▶ [WHAT YOU ARE ASKED TO DO]
Quote, verbatim, all material below, without pictures.

Location identification entries:

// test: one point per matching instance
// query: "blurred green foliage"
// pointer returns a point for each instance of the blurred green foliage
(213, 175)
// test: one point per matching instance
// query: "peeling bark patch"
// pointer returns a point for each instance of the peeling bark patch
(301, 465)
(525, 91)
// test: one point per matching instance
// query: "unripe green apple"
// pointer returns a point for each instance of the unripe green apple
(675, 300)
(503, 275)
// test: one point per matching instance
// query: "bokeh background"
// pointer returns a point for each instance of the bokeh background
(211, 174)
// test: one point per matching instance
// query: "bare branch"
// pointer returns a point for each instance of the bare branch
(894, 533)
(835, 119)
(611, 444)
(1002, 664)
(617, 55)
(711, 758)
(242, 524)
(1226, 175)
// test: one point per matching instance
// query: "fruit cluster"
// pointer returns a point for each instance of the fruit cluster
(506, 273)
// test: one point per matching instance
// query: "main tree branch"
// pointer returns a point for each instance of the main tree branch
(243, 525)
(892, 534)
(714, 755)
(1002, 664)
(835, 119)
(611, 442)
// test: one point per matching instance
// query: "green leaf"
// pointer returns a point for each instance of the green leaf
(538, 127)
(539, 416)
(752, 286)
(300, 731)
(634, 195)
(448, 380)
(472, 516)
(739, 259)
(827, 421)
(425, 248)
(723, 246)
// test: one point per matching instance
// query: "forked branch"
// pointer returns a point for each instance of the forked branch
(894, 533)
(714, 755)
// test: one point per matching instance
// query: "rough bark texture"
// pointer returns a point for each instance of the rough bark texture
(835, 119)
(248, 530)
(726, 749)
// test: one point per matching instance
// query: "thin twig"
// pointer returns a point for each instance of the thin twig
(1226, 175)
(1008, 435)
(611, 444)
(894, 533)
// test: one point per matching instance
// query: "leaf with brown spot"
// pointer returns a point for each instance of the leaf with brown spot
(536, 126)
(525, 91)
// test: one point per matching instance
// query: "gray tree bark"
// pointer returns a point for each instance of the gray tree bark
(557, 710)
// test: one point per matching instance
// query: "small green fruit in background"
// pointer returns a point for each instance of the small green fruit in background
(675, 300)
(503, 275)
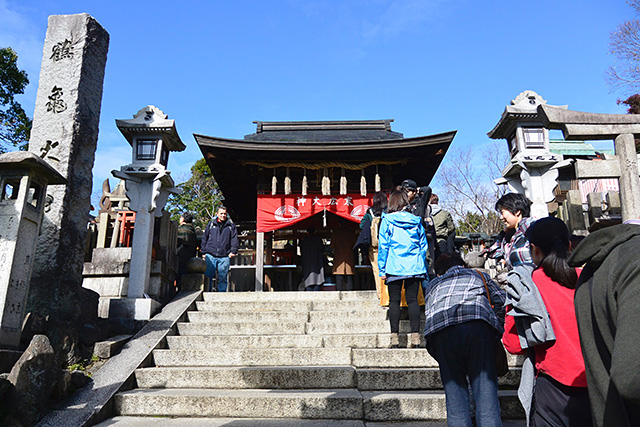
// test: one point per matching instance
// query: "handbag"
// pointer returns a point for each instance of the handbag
(502, 367)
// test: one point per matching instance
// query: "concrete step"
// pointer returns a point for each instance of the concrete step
(416, 379)
(248, 328)
(156, 421)
(404, 358)
(249, 306)
(348, 304)
(255, 357)
(424, 405)
(290, 296)
(248, 316)
(347, 326)
(269, 422)
(245, 341)
(353, 314)
(343, 404)
(271, 377)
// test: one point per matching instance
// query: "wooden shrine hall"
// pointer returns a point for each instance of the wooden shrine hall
(289, 176)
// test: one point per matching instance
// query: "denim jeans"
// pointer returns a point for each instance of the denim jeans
(395, 297)
(468, 350)
(218, 266)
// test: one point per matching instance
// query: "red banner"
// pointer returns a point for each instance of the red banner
(275, 212)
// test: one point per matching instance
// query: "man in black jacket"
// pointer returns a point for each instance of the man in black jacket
(608, 308)
(219, 245)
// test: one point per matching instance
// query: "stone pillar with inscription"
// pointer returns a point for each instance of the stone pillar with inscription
(23, 182)
(65, 133)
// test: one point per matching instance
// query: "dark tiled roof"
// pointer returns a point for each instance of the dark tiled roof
(325, 135)
(328, 131)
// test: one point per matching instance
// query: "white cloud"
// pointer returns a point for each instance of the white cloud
(18, 31)
(401, 16)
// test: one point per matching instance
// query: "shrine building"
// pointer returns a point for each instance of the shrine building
(289, 176)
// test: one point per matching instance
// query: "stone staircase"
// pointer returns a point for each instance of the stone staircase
(283, 358)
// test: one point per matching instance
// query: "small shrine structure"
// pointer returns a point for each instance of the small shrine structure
(289, 175)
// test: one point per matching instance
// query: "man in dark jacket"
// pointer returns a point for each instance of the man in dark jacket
(608, 308)
(187, 245)
(219, 245)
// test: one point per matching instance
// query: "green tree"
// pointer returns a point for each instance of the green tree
(15, 125)
(466, 189)
(200, 196)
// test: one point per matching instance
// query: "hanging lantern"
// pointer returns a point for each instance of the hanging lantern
(305, 183)
(274, 183)
(287, 183)
(326, 183)
(343, 183)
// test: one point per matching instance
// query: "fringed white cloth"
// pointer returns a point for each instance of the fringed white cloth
(305, 184)
(287, 183)
(274, 184)
(326, 183)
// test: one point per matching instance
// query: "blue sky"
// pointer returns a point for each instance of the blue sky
(432, 65)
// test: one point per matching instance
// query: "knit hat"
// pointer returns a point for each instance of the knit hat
(409, 184)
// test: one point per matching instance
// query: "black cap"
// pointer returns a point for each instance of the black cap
(409, 184)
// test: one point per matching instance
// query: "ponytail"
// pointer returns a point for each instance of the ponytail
(555, 265)
(551, 236)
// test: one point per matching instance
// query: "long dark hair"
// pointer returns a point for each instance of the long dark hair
(379, 203)
(397, 201)
(514, 202)
(551, 236)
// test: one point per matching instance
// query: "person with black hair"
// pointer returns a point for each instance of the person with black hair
(462, 327)
(560, 395)
(512, 244)
(607, 304)
(370, 226)
(402, 263)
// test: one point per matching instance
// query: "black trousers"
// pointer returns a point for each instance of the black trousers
(555, 404)
(411, 295)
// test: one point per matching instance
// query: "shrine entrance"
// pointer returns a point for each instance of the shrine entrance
(291, 176)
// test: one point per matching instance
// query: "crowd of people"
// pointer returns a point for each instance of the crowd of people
(569, 306)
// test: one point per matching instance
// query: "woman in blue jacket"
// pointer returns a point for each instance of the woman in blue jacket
(402, 251)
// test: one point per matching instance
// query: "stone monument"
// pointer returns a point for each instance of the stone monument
(24, 178)
(623, 129)
(148, 182)
(65, 133)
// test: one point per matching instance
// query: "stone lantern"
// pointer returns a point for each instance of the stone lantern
(152, 136)
(533, 169)
(24, 177)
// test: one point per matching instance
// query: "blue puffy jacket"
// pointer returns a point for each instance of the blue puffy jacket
(402, 245)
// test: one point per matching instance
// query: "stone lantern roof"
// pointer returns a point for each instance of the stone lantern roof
(524, 108)
(150, 120)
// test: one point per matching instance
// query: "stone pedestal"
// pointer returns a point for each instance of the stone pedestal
(65, 133)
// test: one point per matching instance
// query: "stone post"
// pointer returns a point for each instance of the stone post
(592, 126)
(65, 133)
(629, 183)
(24, 178)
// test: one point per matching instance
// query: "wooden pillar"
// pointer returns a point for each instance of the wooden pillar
(628, 181)
(259, 260)
(268, 258)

▶ [ANSWER TO THE TASK]
// test: one point per matching instance
// query: "blurred green foliage"
// pointer returns a point for each instance of the blurred green foliage
(213, 175)
// test: one point per matching instance
// query: "peeling bark patch"
// pointer returns a point for each instance of the peeling bark patch
(301, 465)
(525, 91)
// test: one point per matching instance
// query: "unripe green apple"
// pointer returns a point for each instance of the unripe green apple
(675, 300)
(503, 275)
// test: one point per matching instance
// query: "bokeh background"
// pointer returns a point for each instance of the bokeh background
(211, 174)
// test: one point per matching instance
// query: "bare branch"
// pointer returns a point for each instance of the bare branch
(894, 533)
(835, 119)
(611, 444)
(1002, 664)
(617, 55)
(711, 758)
(242, 524)
(1226, 175)
// test: one point per matching instance
// query: "fruit cluster"
// pointer returns a point for each instance of the fruit cluster
(506, 273)
// test: one point per matching instance
// query: "main tree branch"
// pointer returns a point for each instance of the main tree branch
(243, 525)
(892, 534)
(714, 755)
(1002, 664)
(835, 119)
(611, 442)
// test: one point per matching instance
// query: "green leaf"
// pointer returns a point for each instance of the green leaf
(538, 127)
(539, 416)
(752, 286)
(300, 731)
(634, 195)
(448, 380)
(472, 516)
(739, 259)
(827, 421)
(425, 248)
(723, 246)
// test: one point per matching instance
// query: "forked branch"
// pointer returns a point for each instance of the forked branch
(894, 533)
(714, 755)
// test: one point per matching instance
// query: "rough bark texture"
// pointer returns a point for each instance of the rough bark texture
(835, 119)
(248, 530)
(726, 749)
// test: one point per matching instance
// query: "thin twig"
// pointer returns a point for each instance of the thin twig
(1226, 175)
(1008, 435)
(611, 444)
(894, 533)
// test: one point per matching instance
// query: "leaf with brown spot"
// pointer returns a point for each instance of the leaf with brown spot
(536, 126)
(525, 91)
// test: one point per matching instance
// query: "gray tree bark"
// pointer returns a point for each instance of the gray tree bark
(557, 710)
// test: one point per matching instance
// query: "small green fruit in background"
// pointer returns a point for each instance of the small green fruit in background
(675, 300)
(503, 275)
// test: one point per matching instance
// query: "handbag"
// pointer returns a point for each instance of the handbag
(502, 367)
// test: one point per matching instance
// query: "concrete step"
// pointer returns a point for each instance of the concrete step
(416, 379)
(248, 328)
(156, 421)
(404, 358)
(249, 306)
(348, 304)
(255, 357)
(424, 405)
(290, 296)
(248, 316)
(347, 326)
(269, 422)
(245, 341)
(353, 314)
(343, 404)
(271, 377)
// test: one point per matching instance
// query: "wooden shrine hall"
// pointer returns a point for each instance of the wooden shrine hall
(289, 176)
// test: one point per matching instance
// query: "denim jeans"
// pointer returns a point for each instance of the denim jeans
(395, 297)
(468, 350)
(218, 266)
// test: one point per matching instance
// query: "red banner"
// pointer returns a point for each instance of the red banner
(275, 212)
// test: one point per matching instance
// query: "man in black jacket"
// pointer returns a point for each instance of the man in black jacket
(608, 308)
(219, 245)
// test: one point per matching instance
// query: "stone pillar with inscription"
// pointer returns a point for each instance of the stone pillar with inscription
(23, 182)
(65, 133)
// test: one point per matching instance
// query: "dark tiled roof"
// pointer returns a point for each instance of the dark tiled roof
(325, 135)
(328, 131)
// test: one point per matching instance
// query: "white cloud"
// pointer returns a point for each instance of the white cloud
(18, 31)
(401, 16)
// test: one point per matching instance
// query: "shrine building"
// pointer returns a point for each instance of the shrine building
(289, 176)
// test: one point per matching instance
// query: "stone staircase"
// pointer returns a point for each instance of the stone staircase
(283, 358)
// test: one point per matching instance
// query: "small shrine structure"
// pointer returns a point for each instance of the small shrine structure
(289, 175)
// test: one point per matching instance
// query: "man in dark jacket"
// pointer returns a point for each instance of the man in dark jacket
(608, 308)
(187, 245)
(219, 245)
// test: one point per matching instance
// query: "green tree"
// pointer returns a point for each instance of the green tree
(15, 125)
(466, 189)
(200, 196)
// test: one point per matching instance
// query: "hanging lantern"
// pointer returns a point for each instance of the hanging lantern
(305, 183)
(274, 183)
(287, 183)
(326, 183)
(343, 183)
// test: one point per matching instance
// query: "fringed white cloth"
// pointer returns a point for each instance of the fringed white cloth
(305, 184)
(287, 183)
(274, 184)
(326, 183)
// test: one point per matching instance
// query: "blue sky"
// pointer returns a point for each instance of the blue sky
(432, 65)
// test: one point per matching instance
// query: "knit hat"
// pointer returns a point for each instance of the knit hat
(409, 184)
// test: one point per matching instance
// query: "black cap"
// pointer returns a point for each instance of the black cap
(409, 184)
// test: one point per matching instance
// query: "ponytail"
// pointer returns a point for each instance of the ponytail
(555, 265)
(551, 236)
// test: one point per matching instance
// query: "long dark hair"
// pointer returns a point for each instance of the long dark hair
(379, 203)
(397, 201)
(514, 202)
(551, 236)
// test: one point per matching instance
// query: "person with black hair"
// pointer returns a point for each instance of the person with black hair
(462, 327)
(560, 395)
(512, 244)
(607, 304)
(370, 226)
(402, 263)
// test: one point per matching instance
// query: "black trousers"
// pointer returns a point for each instance of the black trousers
(555, 404)
(411, 295)
// test: one point per matching instance
// query: "shrine entrance"
// pointer returns a point for each instance of the shrine entrance
(291, 176)
// test: one point per matching instance
// query: "crowd of people"
// pointer returns a point for each instance of the crowd of people
(569, 306)
// test: one point per matching instance
// query: "woman in blue jacket"
// pointer returns a point for each instance of the woman in blue jacket
(402, 251)
// test: one point per matching instance
// query: "stone monument"
// pointer returns a point for each instance of the stone monument
(24, 178)
(623, 129)
(148, 182)
(65, 133)
// test: one point per matching instance
// query: "stone lantern"
// pointer returns a point for each instance of the stone lantern
(152, 136)
(533, 169)
(24, 177)
// test: one point per matching instance
// query: "blue puffy jacket"
// pointer returns a point for each instance of the blue puffy jacket
(402, 245)
// test: one point per matching instance
// query: "stone lantern roof"
// pointer returns a point for each instance of the stone lantern roof
(524, 108)
(150, 120)
// test: one point per matching instance
// query: "stone pedestal"
// pointer returns a point for each instance of the stone pedestal
(65, 133)
// test: one point per matching instance
// query: "stone post"
// pointer returns a point for each instance of the stone post
(592, 126)
(65, 133)
(629, 183)
(24, 178)
// test: one point per matching instance
// query: "wooden pillar"
// pointer returns a point for each instance of the wooden pillar
(628, 181)
(259, 260)
(268, 258)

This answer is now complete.